Stated task:
Could you rewrite the listing below with every "outline" replaced by "contour", keeping all else unchanged and leaving the pictures out?

── Supplied records ──

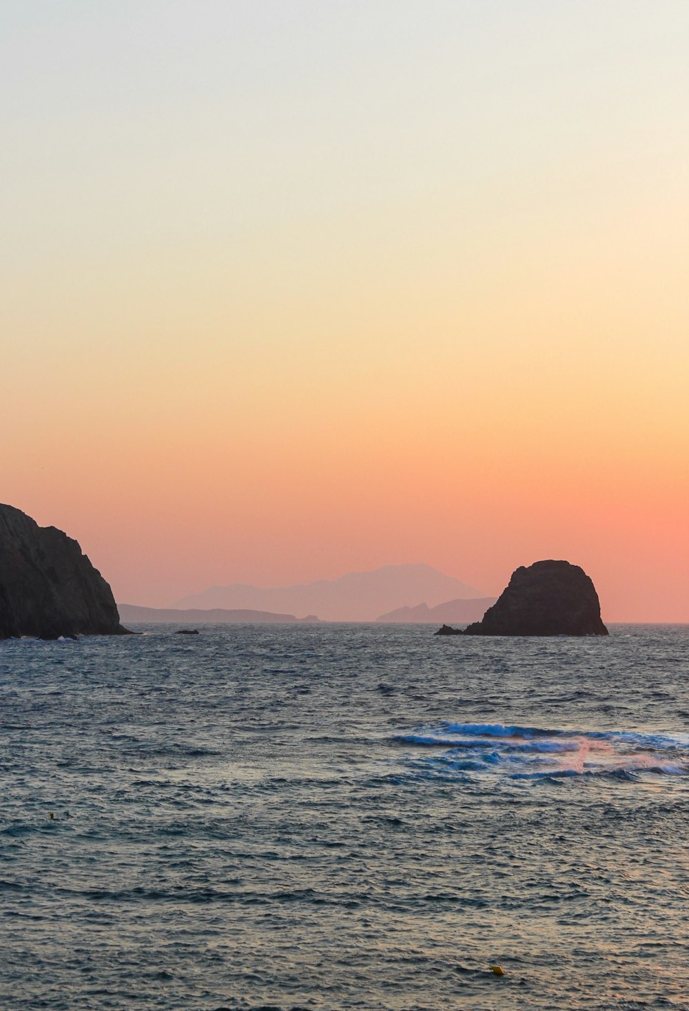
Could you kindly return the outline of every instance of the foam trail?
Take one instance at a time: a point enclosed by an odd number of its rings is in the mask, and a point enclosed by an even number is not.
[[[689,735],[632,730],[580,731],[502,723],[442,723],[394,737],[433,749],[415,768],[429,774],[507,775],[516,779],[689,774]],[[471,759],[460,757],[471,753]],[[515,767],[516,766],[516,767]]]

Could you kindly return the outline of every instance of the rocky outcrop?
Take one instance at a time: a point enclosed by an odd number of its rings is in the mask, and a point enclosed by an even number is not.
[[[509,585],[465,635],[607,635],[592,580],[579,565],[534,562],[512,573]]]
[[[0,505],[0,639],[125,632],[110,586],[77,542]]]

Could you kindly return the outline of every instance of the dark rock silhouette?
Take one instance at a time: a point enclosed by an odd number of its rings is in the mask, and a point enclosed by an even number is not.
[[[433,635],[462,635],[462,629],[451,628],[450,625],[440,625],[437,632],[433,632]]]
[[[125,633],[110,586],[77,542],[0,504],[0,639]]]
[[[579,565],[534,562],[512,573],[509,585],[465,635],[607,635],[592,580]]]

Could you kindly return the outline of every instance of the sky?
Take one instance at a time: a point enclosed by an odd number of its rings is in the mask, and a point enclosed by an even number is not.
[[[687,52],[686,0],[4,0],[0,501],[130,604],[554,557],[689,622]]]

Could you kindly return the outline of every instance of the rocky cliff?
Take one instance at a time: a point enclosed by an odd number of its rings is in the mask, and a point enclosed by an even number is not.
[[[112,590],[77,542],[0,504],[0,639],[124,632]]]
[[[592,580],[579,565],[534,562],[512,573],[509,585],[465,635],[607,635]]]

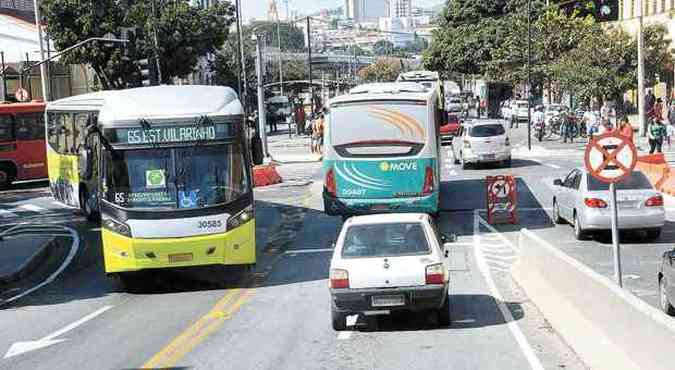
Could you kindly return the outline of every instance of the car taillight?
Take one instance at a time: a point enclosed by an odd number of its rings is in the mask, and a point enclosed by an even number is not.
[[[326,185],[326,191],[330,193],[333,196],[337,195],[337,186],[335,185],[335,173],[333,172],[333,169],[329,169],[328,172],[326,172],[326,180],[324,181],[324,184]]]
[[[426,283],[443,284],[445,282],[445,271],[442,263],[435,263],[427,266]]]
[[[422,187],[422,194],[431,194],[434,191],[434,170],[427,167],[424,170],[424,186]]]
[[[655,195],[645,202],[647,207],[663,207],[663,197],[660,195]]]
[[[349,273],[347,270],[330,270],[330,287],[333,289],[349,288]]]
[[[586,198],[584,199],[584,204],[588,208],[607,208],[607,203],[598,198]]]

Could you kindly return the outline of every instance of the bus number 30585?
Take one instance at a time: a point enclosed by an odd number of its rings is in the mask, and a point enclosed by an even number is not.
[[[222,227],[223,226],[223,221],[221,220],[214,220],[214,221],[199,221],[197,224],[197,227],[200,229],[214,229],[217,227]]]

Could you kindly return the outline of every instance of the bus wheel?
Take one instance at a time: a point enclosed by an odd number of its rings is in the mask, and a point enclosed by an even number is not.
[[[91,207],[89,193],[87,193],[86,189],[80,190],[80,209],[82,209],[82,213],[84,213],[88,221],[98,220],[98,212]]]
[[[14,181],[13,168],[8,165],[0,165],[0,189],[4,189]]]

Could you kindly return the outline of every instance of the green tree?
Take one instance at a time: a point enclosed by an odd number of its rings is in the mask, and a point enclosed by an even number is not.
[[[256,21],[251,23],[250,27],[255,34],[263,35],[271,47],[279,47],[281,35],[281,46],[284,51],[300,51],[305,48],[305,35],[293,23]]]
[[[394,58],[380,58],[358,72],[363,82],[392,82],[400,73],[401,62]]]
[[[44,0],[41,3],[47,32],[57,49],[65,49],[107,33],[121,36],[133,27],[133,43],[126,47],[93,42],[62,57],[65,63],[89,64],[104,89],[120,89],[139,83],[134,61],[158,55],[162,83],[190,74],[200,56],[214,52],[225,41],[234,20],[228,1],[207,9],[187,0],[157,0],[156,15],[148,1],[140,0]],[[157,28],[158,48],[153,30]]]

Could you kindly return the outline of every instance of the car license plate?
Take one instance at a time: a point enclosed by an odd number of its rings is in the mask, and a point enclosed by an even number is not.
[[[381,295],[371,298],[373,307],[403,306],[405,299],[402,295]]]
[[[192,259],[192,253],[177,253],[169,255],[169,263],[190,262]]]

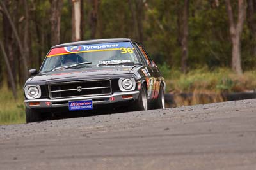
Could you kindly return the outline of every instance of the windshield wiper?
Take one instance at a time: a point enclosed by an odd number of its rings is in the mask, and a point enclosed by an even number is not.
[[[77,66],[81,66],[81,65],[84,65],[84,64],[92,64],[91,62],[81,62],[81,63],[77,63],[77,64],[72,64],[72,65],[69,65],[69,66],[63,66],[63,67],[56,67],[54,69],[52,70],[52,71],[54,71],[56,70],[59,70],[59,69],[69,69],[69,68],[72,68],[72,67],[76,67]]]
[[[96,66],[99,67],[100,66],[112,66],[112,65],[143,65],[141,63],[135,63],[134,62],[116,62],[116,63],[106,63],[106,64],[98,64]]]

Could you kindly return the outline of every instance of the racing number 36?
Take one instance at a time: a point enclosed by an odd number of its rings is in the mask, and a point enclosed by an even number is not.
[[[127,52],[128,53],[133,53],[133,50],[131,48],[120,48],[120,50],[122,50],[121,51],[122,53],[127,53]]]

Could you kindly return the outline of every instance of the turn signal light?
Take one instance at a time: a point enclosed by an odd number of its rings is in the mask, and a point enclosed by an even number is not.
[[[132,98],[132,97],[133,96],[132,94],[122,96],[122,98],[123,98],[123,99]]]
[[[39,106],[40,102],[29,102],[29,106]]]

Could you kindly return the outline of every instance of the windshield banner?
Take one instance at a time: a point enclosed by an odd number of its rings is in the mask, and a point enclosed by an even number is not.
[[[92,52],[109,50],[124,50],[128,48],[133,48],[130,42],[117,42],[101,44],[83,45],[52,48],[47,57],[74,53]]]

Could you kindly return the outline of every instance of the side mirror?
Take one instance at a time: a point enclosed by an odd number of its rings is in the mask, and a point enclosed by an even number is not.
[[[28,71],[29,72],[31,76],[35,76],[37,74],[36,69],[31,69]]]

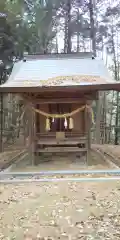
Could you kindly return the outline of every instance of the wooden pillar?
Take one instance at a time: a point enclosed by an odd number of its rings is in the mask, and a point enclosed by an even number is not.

───

Finished answer:
Could you kindly return the contour of every instance of the foam trail?
Take one instance at a time: a point enclosed by an odd number of its rings is in the mask, and a point enclosed by an even number is not.
[[[689,735],[632,730],[580,731],[502,723],[442,723],[394,737],[433,749],[415,768],[429,774],[507,775],[516,779],[689,774]],[[471,759],[460,757],[471,753]],[[515,767],[516,766],[516,767]]]

Could you kindly return the contour of every instance of the rocky outcrop?
Take one instance at a time: a point enclosed by an odd number of its rings is in the mask, and a point enclosed by an even number is not.
[[[509,585],[465,635],[607,635],[592,580],[579,565],[534,562],[512,573]]]
[[[0,505],[0,639],[125,632],[110,586],[77,542]]]

Could you kindly return the contour of every instance of the dark rock silhouette?
Take one instance at a time: a point enclosed by an odd number of its rings is in the mask, and a point enclosed by an even number is not.
[[[433,635],[462,635],[462,629],[451,628],[450,625],[440,625],[437,632],[433,632]]]
[[[125,633],[110,586],[77,542],[0,504],[0,639]]]
[[[579,565],[534,562],[512,573],[509,585],[465,635],[607,635],[592,580]]]

Could you kindly return the contour of every instance of the sky?
Take one instance at a time: a point enclosed by an odd number of its rings is in the mask, and a point enclosed by an even number is not.
[[[687,52],[686,0],[4,0],[0,501],[130,604],[554,557],[689,622]]]

Could you kindly return the contour of every instance of the rocky cliff?
Take one instance at a time: a point enclosed by an odd number of its rings is in the mask, and a point enclosed by an even number is not.
[[[112,590],[77,542],[0,504],[0,639],[124,632]]]
[[[592,580],[579,565],[534,562],[512,573],[509,585],[465,635],[607,635]]]

Could you kindly return the contour of every instance of the car taillight?
Take one instance at a time: a point enclosed by an odd number of its rings is in the mask, and a point enclosed by an even number is not.
[[[326,185],[326,191],[330,193],[333,196],[337,195],[337,186],[335,185],[335,173],[333,172],[333,169],[329,169],[328,172],[326,172],[326,180],[324,181],[324,184]]]
[[[426,283],[443,284],[445,282],[445,271],[442,263],[435,263],[427,266]]]
[[[422,187],[422,194],[431,194],[434,191],[434,170],[427,167],[424,170],[424,186]]]
[[[655,195],[645,202],[647,207],[663,207],[663,197],[660,195]]]
[[[349,273],[347,270],[330,270],[330,287],[333,289],[349,288]]]
[[[586,198],[584,199],[584,204],[588,208],[607,208],[607,203],[598,198]]]

Could you kindly return the contour of every instance of the bus number 30585?
Take one instance at a time: a point enclosed by an odd number of its rings is in the mask, and a point enclosed by an even number is not.
[[[222,227],[223,226],[223,221],[221,220],[214,220],[214,221],[199,221],[197,224],[197,227],[200,229],[214,229],[217,227]]]

Could you kindly return the contour of every instance of the bus wheel?
Take one instance at a time: a point enclosed by an odd number of its rings is in the mask, and a point enclosed by an even number is not.
[[[91,207],[89,193],[87,193],[86,189],[80,190],[80,209],[82,209],[82,213],[84,213],[88,221],[98,220],[98,212]]]
[[[14,181],[13,168],[8,165],[0,165],[0,189],[4,189]]]

Could you kindly return the contour of every instance of the green tree?
Take one instance at a time: a point enclosed by an odd number of its rings is in the mask, and a point enclosed by an even number is not.
[[[256,21],[251,23],[250,27],[255,34],[263,35],[271,47],[279,47],[281,35],[281,46],[284,51],[300,51],[305,48],[305,35],[293,23]]]
[[[394,58],[380,58],[358,72],[363,82],[392,82],[400,73],[401,62]]]
[[[44,0],[41,3],[47,32],[57,49],[65,49],[107,33],[121,36],[133,27],[133,43],[126,47],[93,42],[62,57],[65,63],[89,64],[104,89],[120,89],[139,83],[134,61],[158,55],[162,83],[190,74],[200,56],[214,52],[225,41],[234,20],[228,1],[207,9],[187,0],[157,0],[156,15],[148,1],[140,0]],[[157,28],[158,48],[153,30]]]

Could you kindly return the contour of every instance of the car license plate?
Take one instance at a time: a point enclosed by an odd number of its rings is in the mask, and a point enclosed by an even number is not.
[[[381,295],[371,298],[373,307],[403,306],[405,299],[402,295]]]
[[[192,259],[192,253],[177,253],[169,255],[169,263],[190,262]]]

Could you kindly return the contour of every instance of the windshield wiper?
Take one instance at a time: a point enclosed by an odd number of its rings is in the mask, and a point enclosed by an even number is not.
[[[77,66],[81,66],[81,65],[84,65],[84,64],[92,64],[91,62],[81,62],[81,63],[77,63],[77,64],[72,64],[72,65],[69,65],[69,66],[63,66],[63,67],[56,67],[54,69],[52,70],[52,71],[54,71],[56,70],[59,70],[59,69],[69,69],[69,68],[72,68],[72,67],[76,67]]]
[[[96,66],[99,67],[100,66],[112,66],[112,65],[143,65],[141,63],[135,63],[134,62],[116,62],[116,63],[106,63],[106,64],[98,64]]]

Could you kindly return the contour of every instance of the racing number 36?
Take one instance at a time: a point enclosed by an odd number of its rings is in the mask, and a point enclosed by an even number is not.
[[[127,52],[128,53],[133,53],[133,50],[131,48],[120,48],[120,50],[122,50],[121,51],[122,53],[127,53]]]

Could you kindly return the contour of every instance of the turn signal light?
Take one instance at a time: a point enclosed by an odd number of its rings is in the mask, and a point enclosed by an even number is not.
[[[132,98],[132,97],[133,96],[132,94],[122,96],[122,98],[123,98],[123,99]]]
[[[39,106],[40,102],[29,102],[29,106]]]

Could you kindly return the contour of every instance of the windshield banner?
Take one instance at a time: a point enclosed by an odd number of its rings is in the mask, and a point enclosed by an even number is not.
[[[92,52],[109,50],[124,50],[128,48],[133,48],[130,42],[117,42],[101,44],[83,45],[52,48],[47,57],[74,53]]]

Could you kindly return the contour of every instance of the side mirror?
Take one instance at a time: a point enclosed by an odd number of its rings is in the mask, and a point enclosed by an even number is not.
[[[28,71],[29,72],[31,76],[35,76],[37,74],[36,69],[31,69]]]

Could you kindly return the contour of every instance of the wooden pillar?
Take one instance at a time: a point enclosed by an odd number of its rings is in the mask, and a point enclosed by an even number is not.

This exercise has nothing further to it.